_LISTED RECORDS_
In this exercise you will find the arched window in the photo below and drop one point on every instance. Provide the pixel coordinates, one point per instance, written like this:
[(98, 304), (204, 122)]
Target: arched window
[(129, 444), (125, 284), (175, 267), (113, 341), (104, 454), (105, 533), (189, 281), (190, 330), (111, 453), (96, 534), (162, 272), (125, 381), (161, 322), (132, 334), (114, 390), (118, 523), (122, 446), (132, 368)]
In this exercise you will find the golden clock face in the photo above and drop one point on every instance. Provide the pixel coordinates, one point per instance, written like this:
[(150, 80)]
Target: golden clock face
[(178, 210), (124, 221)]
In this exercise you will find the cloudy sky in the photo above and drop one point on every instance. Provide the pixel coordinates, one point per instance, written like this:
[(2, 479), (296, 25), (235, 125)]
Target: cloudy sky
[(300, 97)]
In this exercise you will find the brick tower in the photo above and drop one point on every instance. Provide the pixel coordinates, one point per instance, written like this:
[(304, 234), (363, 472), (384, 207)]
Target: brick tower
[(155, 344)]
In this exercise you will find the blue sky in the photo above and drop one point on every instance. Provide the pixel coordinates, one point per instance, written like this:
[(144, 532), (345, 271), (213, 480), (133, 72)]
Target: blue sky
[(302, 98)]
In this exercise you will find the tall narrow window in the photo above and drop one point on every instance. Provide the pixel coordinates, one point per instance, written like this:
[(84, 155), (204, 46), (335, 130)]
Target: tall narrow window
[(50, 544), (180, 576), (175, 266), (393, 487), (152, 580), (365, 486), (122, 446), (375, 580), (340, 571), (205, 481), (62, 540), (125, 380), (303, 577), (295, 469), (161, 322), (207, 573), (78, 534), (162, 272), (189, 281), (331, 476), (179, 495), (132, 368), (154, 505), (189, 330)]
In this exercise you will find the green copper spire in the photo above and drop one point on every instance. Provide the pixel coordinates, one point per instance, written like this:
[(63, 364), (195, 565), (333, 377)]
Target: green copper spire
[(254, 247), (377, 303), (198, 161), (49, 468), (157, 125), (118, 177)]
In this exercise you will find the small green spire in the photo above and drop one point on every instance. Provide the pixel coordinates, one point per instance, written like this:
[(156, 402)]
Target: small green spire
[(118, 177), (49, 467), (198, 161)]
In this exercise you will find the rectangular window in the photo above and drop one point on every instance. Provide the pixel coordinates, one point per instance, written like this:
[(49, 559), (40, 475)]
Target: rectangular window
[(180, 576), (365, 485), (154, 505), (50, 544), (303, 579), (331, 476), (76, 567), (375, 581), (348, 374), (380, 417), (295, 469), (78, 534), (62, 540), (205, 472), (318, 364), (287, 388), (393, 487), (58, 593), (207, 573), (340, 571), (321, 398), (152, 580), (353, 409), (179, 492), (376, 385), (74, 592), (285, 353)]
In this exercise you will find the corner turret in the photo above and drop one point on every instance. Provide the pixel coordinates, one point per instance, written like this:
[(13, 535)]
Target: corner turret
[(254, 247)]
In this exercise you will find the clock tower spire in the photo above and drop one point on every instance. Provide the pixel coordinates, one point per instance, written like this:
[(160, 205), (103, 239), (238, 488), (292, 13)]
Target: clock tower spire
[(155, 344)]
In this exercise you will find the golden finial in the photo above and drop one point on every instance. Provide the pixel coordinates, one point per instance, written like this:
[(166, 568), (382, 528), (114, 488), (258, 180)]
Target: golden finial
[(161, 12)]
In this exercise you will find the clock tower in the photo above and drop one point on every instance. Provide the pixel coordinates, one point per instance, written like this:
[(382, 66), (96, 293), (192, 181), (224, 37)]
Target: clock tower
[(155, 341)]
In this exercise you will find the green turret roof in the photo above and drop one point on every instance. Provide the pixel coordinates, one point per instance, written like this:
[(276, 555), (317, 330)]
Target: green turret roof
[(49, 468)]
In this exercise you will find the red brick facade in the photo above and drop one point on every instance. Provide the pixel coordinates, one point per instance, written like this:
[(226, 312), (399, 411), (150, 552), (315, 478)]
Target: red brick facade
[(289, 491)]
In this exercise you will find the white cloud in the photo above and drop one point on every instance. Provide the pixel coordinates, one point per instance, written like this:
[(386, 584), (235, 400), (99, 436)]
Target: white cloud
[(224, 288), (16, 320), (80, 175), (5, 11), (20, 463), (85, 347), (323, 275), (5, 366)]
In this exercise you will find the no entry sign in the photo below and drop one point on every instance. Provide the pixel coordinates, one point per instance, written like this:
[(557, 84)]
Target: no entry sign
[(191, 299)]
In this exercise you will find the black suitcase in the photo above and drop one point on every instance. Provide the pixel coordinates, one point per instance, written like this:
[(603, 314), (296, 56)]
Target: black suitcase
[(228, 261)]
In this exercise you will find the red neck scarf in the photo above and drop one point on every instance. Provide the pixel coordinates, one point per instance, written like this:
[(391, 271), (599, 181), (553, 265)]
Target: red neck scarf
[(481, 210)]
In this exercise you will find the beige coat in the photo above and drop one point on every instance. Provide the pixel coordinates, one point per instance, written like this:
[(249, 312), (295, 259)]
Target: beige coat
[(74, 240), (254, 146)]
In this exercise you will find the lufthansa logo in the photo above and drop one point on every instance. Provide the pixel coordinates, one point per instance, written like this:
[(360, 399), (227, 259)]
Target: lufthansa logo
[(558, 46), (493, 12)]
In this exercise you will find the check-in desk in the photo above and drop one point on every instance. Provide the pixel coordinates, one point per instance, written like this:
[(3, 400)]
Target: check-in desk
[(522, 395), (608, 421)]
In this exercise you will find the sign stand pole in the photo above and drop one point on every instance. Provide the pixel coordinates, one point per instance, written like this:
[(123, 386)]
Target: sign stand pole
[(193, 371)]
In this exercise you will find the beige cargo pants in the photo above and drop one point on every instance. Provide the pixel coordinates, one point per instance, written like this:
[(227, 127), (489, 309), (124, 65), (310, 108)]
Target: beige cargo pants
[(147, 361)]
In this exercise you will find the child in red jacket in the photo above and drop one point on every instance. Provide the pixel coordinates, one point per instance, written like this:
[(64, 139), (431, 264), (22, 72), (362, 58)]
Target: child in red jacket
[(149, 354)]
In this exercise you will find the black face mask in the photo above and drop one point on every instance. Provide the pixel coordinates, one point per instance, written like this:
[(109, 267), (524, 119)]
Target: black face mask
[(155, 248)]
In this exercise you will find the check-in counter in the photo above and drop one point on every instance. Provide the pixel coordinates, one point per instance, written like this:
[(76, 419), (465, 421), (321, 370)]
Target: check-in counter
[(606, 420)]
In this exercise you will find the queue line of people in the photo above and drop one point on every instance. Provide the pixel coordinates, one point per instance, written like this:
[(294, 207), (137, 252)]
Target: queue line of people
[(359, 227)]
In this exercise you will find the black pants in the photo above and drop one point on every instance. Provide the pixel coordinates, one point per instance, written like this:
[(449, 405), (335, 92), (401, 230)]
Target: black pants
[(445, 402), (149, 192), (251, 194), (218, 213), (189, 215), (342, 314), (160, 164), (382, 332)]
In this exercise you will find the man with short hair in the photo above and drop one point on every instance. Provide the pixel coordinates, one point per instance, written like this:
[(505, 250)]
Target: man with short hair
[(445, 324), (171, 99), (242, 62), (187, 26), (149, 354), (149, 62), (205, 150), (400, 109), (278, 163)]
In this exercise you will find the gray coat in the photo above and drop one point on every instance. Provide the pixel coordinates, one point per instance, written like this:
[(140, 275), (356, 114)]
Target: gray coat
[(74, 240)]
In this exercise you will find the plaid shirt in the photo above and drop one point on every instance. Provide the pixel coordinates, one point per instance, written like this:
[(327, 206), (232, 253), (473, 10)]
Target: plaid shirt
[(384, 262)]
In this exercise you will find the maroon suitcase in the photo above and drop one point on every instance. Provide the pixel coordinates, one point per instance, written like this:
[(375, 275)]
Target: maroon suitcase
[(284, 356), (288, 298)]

_WHAT IS BEING ASKED_
Rescale the records from the line with "In this exercise you will find the plaid" up to and including the line with "[(384, 262)]". Reproduce every one of those lines, requests included, multiplying each coordinate in the answers by 1.4 and rounding to whole numbers with halves rounded up, while leaving the numbers in the requests and their format samples unchanged.

_THE RESULT_
In this exercise you will find the plaid shirt in the photo above and drop one point on every instance. Provide the pixel coordinates, one point per instance, written like this:
[(327, 206), (232, 253), (473, 10)]
Target: plaid shirt
[(538, 367)]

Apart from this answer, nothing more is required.